→ **Source document**:
====
This circular will remain on the GEM website at http://www.hkgem.com on the "Latest Company Announcements" page for seven days from the date of its publication.

29 November 2006

  • For identification purpose only

  • i -

CHARACTERISTICS OF THE GROWTH ENTERPRISE MARKET ON THE STOCK EXCHANGE OF HONG KONG LIMITED

The Growth Enterprise Market (“GEM”) of The Stock Exchange of Hong Kong Limited (the “Stock Exchange”) has been established as a market designed to accommodate companies to which a high investment risk may be attached. In particular, companies may list on GEM with neither a track record of profitability nor any obligation to forecast future profitability. Furthermore, there may be risks arising out of the emerging nature of companies listed on GEM and the business sectors or countries in which the companies operate. Prospective investors should be aware of the potential risks of investing in such companies and should make the decision to invest only after due and careful consideration. The greater risk profile and other characteristics of GEM mean that it is a market more suited to professional and other sophisticated investors.

Given the emerging nature of companies listed on GEM, there is a risk that securities traded on GEM may be more susceptible to high market volatility than securities traded on the main board of the Stock Exchange and no assurance is given that there will be a liquid market in the securities traded on GEM.

The principal means of information dissemination on GEM is publication on the internet website operated by the Stock Exchange. Listed companies are not generally required to issue paid announcements in gazetted newspapers. Accordingly, prospective investors should note that they need to have access to the GEM website in order to obtain up-to-date information on GEM-listed issuers.


CONTENTS

Page

Definitions ... 1

Letter from the Board ... 2

Notice of EGM ... 6

  • ii -

DEFINITIONS

In this circular, the following expressions shall have the following meanings unless the context requires otherwise:

"Articles of Association"
====
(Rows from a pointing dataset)
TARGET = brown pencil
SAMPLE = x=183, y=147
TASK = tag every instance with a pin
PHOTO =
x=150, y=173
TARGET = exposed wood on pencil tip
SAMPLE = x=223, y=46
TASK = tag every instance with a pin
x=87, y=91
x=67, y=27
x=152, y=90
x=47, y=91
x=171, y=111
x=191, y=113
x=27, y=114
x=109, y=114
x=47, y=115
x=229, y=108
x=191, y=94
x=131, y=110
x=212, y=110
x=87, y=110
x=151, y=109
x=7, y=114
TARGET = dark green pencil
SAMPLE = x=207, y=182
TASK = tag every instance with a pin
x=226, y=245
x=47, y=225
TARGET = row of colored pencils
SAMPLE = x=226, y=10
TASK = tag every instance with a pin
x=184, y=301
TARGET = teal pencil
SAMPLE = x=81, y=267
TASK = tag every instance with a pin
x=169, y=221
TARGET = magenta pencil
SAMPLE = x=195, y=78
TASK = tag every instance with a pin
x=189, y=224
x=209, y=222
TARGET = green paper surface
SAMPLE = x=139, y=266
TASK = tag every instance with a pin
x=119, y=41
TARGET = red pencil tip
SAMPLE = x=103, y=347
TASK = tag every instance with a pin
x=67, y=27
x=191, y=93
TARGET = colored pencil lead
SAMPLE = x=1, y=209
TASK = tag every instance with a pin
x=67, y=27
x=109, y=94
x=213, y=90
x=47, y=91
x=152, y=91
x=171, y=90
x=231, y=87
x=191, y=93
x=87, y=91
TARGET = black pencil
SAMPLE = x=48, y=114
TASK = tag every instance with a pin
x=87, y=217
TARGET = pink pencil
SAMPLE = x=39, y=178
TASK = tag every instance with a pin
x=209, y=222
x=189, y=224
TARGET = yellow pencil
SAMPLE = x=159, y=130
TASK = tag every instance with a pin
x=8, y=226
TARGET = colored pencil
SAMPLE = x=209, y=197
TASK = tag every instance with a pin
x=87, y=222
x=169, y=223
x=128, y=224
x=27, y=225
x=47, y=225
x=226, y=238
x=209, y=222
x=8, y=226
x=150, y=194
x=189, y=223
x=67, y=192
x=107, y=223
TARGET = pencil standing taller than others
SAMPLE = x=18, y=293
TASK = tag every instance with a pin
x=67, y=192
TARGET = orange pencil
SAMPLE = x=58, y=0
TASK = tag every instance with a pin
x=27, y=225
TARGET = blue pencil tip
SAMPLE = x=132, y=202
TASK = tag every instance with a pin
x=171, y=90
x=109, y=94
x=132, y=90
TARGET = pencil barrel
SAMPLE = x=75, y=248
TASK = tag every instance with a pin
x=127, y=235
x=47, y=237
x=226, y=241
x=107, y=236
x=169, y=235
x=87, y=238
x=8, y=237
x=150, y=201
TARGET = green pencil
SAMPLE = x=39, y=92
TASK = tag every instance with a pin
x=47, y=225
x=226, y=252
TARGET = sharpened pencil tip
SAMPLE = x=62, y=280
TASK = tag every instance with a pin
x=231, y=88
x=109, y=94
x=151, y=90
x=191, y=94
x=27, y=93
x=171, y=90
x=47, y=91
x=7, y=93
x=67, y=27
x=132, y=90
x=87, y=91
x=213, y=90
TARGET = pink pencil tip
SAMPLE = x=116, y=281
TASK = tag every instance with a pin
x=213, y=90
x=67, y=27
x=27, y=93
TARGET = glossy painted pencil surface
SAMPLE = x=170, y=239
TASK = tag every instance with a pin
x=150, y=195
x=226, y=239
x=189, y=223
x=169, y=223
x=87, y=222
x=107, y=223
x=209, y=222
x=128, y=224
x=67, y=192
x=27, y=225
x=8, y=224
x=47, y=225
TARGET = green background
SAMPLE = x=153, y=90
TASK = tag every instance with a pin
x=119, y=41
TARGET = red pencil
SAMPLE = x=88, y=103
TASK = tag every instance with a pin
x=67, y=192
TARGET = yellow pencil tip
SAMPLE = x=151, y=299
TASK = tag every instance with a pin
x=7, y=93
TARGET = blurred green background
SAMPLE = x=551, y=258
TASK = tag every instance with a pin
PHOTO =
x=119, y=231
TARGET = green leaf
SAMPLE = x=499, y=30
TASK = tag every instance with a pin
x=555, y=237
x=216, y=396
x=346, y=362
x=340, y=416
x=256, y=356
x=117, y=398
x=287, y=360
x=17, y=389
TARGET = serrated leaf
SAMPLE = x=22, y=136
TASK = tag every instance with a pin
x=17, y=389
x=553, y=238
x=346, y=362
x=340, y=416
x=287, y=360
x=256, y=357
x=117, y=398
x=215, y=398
====
→ **Task list**:
1) Reproduce the passage of the circular beginning with "This circular will" and ending with "of its publication.".
2) According to the circular, what is the principal means of information dissemination on GEM?

→ **Results**:
1)
This circular will remain on the GEM website at http://www.hkgem.com on the "Latest Company Announcements" page for seven days from the date of its publication.

2) Publication on the internet website operated by the Stock Exchange.